# Records supplied:
◆ ◆ ◆ ◆ ◆ ◆ ◆
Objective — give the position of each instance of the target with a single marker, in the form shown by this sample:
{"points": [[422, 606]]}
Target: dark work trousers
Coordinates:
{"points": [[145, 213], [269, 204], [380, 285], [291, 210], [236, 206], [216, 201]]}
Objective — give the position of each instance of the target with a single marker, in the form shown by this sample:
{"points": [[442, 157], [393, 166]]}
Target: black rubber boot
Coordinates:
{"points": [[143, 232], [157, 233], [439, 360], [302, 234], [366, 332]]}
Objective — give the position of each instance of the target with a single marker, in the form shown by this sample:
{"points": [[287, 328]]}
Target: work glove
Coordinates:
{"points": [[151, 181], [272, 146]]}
◆ ◆ ◆ ◆ ◆ ◆ ◆
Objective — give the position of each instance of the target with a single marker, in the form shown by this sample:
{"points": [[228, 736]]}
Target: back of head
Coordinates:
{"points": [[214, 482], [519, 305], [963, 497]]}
◆ ◆ ◆ ◆ ◆ ◆ ◆
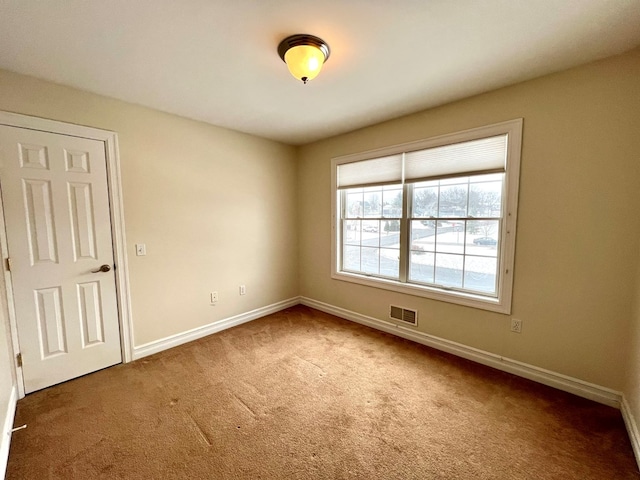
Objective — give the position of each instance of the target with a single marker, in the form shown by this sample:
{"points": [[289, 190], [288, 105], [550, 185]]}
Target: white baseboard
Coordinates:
◆ ◆ ◆ ◆ ◆ ◆ ◆
# Task to carry out:
Where a line above contains the string "work", tally it, then give the number alone.

# Task solution:
2